■ Task item ■
The answer is a stretch of the material below, returned exactly: the line containing "column 346, row 39", the line containing "Target: red tomato in background", and all lines between.

- - - - - - -

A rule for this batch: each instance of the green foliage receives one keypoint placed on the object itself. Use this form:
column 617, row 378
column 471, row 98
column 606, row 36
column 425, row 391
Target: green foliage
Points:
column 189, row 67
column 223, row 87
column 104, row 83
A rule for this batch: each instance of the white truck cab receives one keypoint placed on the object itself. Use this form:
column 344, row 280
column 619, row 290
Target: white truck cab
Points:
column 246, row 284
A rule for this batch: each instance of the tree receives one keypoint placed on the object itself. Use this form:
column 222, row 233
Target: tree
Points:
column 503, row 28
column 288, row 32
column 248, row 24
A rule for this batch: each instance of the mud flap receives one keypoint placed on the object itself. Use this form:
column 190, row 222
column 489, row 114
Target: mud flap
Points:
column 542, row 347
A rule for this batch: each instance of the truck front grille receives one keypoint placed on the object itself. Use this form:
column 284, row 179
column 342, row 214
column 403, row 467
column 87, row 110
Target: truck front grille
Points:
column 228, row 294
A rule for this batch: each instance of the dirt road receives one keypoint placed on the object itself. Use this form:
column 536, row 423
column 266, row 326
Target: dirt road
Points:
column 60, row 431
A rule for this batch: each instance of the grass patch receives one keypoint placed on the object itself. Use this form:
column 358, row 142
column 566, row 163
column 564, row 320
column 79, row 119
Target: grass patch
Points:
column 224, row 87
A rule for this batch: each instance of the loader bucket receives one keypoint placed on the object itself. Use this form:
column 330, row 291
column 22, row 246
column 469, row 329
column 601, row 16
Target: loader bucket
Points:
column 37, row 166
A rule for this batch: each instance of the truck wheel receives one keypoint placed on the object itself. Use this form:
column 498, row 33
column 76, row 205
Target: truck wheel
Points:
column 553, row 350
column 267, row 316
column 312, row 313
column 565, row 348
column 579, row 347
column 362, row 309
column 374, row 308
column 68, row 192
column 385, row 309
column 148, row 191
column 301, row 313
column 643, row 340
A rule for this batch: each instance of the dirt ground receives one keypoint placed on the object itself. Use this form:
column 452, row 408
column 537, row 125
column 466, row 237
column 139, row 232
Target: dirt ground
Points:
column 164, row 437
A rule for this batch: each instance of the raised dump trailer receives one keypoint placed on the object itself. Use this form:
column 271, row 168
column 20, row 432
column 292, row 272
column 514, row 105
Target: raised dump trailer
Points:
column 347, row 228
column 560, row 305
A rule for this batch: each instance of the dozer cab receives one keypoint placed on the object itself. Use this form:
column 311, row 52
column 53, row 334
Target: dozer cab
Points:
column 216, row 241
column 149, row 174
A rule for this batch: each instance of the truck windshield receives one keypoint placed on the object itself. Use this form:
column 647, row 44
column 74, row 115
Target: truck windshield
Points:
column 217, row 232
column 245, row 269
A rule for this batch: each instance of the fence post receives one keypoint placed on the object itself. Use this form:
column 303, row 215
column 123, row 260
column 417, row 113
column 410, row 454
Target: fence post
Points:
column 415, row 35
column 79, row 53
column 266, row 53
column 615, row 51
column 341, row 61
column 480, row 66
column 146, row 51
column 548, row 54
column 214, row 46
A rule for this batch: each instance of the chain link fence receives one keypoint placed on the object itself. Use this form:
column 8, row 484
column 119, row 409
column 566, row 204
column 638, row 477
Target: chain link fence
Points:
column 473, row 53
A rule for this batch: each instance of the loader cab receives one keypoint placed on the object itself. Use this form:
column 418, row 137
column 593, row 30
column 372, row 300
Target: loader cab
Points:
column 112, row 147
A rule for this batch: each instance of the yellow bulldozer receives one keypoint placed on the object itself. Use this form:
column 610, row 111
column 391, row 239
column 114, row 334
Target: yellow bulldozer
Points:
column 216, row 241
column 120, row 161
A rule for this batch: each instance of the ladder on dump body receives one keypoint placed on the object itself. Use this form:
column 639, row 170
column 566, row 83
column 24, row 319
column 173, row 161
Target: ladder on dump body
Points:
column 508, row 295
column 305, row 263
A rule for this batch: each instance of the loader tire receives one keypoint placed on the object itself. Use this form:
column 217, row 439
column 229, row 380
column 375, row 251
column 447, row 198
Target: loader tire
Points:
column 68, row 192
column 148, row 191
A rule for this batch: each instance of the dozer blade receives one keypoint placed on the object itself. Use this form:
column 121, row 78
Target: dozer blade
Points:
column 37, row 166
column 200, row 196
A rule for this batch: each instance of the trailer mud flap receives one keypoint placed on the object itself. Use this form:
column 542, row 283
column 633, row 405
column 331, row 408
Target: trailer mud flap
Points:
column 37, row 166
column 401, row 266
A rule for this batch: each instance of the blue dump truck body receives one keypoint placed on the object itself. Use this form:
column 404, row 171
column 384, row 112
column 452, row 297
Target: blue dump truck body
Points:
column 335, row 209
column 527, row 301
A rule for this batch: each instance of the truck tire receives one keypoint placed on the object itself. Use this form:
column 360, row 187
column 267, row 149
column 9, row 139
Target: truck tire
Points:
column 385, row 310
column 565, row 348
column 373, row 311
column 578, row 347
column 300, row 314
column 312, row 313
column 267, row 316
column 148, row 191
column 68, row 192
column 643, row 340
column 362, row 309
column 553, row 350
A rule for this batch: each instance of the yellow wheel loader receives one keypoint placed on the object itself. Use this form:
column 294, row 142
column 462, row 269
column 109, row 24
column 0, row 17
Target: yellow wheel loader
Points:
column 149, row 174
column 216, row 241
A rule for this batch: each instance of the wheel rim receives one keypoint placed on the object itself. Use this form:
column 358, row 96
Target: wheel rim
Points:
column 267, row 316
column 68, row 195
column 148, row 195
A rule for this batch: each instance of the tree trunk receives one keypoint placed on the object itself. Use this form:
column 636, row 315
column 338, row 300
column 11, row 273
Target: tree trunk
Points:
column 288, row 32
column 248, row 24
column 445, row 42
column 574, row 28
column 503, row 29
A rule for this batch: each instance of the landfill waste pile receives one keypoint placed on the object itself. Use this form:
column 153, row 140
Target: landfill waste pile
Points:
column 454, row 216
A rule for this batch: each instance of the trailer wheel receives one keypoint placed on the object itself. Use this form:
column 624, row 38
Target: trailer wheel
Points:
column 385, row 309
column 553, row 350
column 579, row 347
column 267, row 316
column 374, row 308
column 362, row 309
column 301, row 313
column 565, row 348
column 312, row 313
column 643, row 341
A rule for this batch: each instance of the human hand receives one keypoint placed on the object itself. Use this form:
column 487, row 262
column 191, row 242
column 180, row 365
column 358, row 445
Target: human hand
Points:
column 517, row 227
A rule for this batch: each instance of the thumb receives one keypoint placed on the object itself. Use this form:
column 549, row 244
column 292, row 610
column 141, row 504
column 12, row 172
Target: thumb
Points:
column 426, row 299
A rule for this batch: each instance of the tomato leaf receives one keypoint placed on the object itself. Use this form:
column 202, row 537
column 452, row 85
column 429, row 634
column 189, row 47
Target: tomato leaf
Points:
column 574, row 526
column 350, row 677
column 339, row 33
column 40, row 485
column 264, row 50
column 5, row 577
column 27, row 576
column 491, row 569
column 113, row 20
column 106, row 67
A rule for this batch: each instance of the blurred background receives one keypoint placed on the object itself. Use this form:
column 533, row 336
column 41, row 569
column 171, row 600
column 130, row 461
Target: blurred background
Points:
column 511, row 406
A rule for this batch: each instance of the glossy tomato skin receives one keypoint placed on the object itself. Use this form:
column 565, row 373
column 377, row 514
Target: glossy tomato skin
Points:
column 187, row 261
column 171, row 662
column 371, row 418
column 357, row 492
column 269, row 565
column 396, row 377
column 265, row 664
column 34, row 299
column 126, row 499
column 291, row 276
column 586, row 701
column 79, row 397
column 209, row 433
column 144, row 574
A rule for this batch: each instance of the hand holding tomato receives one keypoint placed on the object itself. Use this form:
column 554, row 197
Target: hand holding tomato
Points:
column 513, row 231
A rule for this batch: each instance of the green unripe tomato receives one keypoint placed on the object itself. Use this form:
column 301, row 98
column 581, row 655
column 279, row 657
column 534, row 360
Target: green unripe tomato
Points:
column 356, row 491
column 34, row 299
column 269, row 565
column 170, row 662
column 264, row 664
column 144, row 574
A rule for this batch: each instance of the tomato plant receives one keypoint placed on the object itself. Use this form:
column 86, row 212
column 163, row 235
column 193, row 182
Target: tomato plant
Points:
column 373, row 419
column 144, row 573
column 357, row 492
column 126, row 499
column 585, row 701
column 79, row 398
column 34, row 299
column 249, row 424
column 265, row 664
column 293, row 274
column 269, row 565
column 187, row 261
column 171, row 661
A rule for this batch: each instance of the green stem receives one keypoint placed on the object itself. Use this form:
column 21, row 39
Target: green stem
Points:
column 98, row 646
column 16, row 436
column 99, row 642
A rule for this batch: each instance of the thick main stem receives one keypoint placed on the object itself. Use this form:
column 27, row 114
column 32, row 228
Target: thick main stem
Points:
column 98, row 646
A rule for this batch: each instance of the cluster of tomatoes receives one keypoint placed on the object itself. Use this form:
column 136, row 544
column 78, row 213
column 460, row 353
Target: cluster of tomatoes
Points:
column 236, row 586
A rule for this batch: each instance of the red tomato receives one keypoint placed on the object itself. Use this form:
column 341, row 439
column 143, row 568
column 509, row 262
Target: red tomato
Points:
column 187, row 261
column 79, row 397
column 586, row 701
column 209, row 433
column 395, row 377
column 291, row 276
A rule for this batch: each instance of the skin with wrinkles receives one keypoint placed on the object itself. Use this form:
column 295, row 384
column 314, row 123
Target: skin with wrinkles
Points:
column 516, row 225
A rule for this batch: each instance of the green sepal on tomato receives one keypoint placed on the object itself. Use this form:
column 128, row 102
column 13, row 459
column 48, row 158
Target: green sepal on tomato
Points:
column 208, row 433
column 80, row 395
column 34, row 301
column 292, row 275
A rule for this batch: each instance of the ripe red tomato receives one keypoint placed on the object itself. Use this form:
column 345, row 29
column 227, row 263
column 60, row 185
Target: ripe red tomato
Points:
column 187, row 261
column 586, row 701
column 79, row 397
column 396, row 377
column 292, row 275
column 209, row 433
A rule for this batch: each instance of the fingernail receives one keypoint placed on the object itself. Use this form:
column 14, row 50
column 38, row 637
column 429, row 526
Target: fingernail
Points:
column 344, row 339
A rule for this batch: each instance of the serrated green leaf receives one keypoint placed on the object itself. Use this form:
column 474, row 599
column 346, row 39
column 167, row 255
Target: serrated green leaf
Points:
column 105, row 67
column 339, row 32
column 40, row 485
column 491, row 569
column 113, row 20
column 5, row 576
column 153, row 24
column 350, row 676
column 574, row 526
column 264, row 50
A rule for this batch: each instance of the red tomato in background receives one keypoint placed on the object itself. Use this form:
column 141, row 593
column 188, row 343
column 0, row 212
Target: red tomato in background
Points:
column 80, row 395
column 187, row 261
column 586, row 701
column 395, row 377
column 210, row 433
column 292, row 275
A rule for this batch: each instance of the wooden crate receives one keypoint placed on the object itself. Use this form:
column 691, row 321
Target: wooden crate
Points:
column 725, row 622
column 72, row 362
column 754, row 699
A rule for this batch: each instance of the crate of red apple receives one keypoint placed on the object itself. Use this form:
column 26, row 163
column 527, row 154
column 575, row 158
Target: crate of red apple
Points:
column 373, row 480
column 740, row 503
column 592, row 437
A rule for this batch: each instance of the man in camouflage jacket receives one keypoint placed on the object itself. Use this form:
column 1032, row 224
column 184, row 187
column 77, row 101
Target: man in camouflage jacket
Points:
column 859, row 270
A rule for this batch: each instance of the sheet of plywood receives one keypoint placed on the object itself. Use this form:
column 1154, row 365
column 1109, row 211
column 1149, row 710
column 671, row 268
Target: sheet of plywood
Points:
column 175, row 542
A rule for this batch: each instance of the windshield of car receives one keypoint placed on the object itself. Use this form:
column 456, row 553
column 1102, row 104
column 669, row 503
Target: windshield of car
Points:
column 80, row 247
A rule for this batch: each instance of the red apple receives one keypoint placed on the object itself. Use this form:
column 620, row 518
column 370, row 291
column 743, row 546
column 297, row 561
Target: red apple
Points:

- - - - - - -

■ Completed exercise ■
column 346, row 39
column 167, row 255
Target: serrated green leaf
Points:
column 105, row 67
column 339, row 32
column 40, row 485
column 491, row 569
column 113, row 20
column 5, row 576
column 153, row 24
column 350, row 676
column 574, row 526
column 264, row 50
A rule for this batch: each instance of the red tomato in background receives one keypoint placed on the object itself. Use this form:
column 141, row 593
column 188, row 343
column 0, row 212
Target: red tomato in background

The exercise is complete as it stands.